Rewrite the lines below, replacing every "indicate" with "mark" and leaving everything else unchanged.

-- START Excerpted records --

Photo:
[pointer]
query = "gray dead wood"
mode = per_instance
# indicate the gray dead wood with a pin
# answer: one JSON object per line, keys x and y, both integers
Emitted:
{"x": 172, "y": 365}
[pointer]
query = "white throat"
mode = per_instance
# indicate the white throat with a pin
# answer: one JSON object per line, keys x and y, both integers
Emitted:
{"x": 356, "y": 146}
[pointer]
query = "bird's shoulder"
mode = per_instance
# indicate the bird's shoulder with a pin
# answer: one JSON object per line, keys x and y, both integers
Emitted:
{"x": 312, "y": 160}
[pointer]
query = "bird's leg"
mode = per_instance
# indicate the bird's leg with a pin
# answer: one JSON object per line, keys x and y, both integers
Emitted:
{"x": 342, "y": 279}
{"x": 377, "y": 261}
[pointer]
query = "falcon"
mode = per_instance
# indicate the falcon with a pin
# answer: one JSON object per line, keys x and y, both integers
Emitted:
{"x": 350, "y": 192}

-- END Excerpted records --

## Result of this exercise
Photo:
[pointer]
query = "gray dead wood"
mode = per_instance
# mark the gray dead wood with a pin
# answer: one JSON object per line, keys x and y, both integers
Emitted:
{"x": 172, "y": 365}
[pointer]
query = "white throat"
mode = per_instance
# mark the white throat with a pin
# answer: one JSON object per line, keys x and y, both integers
Emitted:
{"x": 356, "y": 146}
[pointer]
query = "bird's shoulder"
mode = per_instance
# mark the bird's shoulder with a pin
# answer: one JSON object per line, keys x and y, both integers
Emitted:
{"x": 312, "y": 160}
[pointer]
query = "bird's leg"
mode = per_instance
# mark the bird's leg with a pin
# answer: one JSON object per line, keys x and y, both integers
Emitted:
{"x": 342, "y": 279}
{"x": 377, "y": 261}
[pointer]
query = "falcon"
mode = per_instance
# mark the falcon with a pin
# answer: one JSON object per line, keys x and y, both integers
Emitted:
{"x": 350, "y": 192}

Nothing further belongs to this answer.